§ **Your goal**: Can you quote, word for word, every line from the first line of the records below through the line containing "Query: bird's tail", and nothing else?

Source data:

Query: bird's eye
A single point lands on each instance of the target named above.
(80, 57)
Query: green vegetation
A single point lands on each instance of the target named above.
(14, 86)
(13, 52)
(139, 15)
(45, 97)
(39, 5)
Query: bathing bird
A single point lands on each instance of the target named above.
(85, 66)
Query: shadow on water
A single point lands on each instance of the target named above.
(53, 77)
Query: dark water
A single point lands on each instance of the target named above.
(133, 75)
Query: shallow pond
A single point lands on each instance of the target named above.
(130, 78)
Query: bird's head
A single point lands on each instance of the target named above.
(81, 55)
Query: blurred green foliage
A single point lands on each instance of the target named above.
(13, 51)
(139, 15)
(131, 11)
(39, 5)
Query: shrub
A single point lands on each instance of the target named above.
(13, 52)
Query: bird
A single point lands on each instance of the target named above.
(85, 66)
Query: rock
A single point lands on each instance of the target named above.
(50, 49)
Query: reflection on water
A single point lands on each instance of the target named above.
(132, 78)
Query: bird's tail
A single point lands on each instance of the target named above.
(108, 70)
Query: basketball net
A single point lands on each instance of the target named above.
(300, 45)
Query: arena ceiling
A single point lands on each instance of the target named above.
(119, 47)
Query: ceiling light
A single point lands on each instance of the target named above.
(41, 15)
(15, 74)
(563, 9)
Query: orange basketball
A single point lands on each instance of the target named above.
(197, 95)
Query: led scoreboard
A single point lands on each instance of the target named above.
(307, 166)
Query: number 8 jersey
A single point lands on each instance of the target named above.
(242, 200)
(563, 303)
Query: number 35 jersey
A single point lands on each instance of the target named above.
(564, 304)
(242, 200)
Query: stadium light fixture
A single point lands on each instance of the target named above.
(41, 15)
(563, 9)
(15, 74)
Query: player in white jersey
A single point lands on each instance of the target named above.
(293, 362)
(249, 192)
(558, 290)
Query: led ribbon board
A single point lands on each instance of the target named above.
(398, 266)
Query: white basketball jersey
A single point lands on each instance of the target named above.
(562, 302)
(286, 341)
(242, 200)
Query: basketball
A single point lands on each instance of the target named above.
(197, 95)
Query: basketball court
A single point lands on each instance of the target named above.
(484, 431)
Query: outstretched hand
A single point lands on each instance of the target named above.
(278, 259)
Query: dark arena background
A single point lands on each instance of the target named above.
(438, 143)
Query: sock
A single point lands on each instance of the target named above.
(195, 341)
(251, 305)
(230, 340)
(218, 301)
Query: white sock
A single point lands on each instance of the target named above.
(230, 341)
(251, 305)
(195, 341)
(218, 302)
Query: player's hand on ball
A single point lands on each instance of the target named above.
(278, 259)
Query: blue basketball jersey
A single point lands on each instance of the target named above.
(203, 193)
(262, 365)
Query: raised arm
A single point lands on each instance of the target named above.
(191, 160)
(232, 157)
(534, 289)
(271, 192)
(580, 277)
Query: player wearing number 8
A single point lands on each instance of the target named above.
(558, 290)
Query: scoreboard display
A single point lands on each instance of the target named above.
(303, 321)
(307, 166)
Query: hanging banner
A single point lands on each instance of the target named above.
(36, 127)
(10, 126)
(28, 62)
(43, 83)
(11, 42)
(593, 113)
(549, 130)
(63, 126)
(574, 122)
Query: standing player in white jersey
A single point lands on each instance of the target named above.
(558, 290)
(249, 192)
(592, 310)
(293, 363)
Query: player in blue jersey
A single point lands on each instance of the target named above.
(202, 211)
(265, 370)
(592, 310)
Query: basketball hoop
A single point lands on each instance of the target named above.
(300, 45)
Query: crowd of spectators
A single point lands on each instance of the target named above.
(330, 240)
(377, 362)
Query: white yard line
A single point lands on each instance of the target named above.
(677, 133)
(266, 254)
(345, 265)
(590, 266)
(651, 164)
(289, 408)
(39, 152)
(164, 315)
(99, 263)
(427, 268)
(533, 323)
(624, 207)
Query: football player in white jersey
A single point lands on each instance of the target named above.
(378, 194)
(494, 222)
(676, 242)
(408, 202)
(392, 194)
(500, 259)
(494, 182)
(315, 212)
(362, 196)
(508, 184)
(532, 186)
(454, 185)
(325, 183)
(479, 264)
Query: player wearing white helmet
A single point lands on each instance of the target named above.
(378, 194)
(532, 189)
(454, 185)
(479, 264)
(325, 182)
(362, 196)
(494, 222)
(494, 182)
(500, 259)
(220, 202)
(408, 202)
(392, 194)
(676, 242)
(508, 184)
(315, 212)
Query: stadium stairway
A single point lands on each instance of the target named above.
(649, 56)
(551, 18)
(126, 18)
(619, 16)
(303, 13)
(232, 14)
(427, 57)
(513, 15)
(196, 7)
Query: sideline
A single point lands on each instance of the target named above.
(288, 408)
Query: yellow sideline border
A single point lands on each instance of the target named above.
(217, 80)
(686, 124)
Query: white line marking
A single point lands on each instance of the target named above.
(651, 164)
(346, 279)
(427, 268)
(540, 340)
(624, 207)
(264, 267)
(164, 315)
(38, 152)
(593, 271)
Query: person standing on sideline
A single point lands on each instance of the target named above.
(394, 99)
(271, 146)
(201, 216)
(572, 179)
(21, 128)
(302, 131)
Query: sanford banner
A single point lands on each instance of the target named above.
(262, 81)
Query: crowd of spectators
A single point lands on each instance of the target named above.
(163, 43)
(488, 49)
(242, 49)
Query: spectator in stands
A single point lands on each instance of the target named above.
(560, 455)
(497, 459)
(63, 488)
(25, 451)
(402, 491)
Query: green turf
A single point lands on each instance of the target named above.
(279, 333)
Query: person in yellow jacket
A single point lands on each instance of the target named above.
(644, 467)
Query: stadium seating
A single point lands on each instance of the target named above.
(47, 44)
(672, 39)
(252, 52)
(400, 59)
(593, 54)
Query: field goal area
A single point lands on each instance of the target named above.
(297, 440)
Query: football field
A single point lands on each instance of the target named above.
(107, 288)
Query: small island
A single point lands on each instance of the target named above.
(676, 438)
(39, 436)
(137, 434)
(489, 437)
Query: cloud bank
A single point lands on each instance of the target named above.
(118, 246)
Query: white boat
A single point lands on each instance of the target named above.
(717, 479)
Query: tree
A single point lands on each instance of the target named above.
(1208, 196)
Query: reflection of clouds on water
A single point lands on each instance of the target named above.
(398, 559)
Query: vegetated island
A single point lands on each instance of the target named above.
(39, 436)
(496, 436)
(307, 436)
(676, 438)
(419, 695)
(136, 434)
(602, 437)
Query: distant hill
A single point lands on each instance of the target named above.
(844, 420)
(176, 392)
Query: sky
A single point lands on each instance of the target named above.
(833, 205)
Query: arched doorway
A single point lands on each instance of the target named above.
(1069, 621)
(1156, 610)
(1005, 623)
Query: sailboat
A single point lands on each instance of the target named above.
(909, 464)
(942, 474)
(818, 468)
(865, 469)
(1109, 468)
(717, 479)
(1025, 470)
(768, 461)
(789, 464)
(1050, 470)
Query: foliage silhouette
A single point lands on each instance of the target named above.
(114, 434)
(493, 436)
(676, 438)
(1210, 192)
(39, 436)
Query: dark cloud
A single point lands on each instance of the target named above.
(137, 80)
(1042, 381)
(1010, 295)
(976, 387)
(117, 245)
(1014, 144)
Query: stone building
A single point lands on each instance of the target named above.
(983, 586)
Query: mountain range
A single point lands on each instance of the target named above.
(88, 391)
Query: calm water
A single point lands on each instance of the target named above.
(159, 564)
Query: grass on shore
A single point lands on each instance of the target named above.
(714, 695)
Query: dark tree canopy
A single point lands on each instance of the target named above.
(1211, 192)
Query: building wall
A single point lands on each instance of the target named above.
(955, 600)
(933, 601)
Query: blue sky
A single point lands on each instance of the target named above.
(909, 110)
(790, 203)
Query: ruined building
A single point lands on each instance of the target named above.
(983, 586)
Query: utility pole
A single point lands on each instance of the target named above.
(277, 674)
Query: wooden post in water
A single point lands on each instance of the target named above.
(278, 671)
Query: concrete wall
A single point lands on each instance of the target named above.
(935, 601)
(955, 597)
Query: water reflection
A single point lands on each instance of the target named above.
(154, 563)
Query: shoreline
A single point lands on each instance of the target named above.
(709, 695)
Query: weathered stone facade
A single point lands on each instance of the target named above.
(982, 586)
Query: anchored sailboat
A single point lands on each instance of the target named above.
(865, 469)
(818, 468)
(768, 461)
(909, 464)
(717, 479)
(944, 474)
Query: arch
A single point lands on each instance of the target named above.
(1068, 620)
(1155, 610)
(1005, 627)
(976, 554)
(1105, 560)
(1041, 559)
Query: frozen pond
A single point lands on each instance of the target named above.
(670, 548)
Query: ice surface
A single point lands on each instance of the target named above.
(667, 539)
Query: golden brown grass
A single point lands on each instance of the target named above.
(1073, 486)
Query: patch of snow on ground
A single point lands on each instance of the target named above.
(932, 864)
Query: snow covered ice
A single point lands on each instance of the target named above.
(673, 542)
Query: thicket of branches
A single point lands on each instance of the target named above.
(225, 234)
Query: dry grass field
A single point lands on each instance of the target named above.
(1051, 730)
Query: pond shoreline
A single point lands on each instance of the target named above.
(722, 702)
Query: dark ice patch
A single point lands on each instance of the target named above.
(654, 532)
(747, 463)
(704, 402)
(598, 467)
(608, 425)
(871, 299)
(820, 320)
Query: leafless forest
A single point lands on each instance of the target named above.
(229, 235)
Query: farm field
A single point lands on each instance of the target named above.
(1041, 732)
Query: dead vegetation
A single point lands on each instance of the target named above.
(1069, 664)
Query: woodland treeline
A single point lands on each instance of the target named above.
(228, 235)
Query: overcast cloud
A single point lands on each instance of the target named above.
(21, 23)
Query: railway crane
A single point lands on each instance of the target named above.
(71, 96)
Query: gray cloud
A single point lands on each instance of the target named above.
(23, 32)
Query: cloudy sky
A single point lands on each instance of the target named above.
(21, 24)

§ **Reply to the exercise**:
Query: bird's eye
A single point lands on each instance of the target named above.
(80, 57)
Query: green vegetation
A single point lands on each instance of the target named above.
(14, 86)
(13, 52)
(139, 15)
(45, 97)
(39, 5)
Query: bathing bird
A single point lands on each instance of the target named above.
(85, 66)
Query: shadow on water
A single point lands on each instance of the target named above.
(53, 77)
Query: dark water
A single point lands on each instance of the target named above.
(133, 75)
Query: shallow pond
A single point lands on each instance of the target named above.
(130, 78)
Query: bird's head
A single point lands on each instance of the target named above.
(81, 55)
Query: blurred green foliage
A single point lands on each instance of the target named above.
(13, 51)
(139, 15)
(131, 11)
(39, 5)
Query: shrub
A single point lands on each instance of the target named above.
(13, 52)
Query: bird
A single point lands on each instance of the target named above.
(85, 66)
Query: rock
A single point lands on each instance of the target named above.
(50, 49)
Query: reflection on water
A single point lands on each instance of the target named above.
(132, 78)
Query: bird's tail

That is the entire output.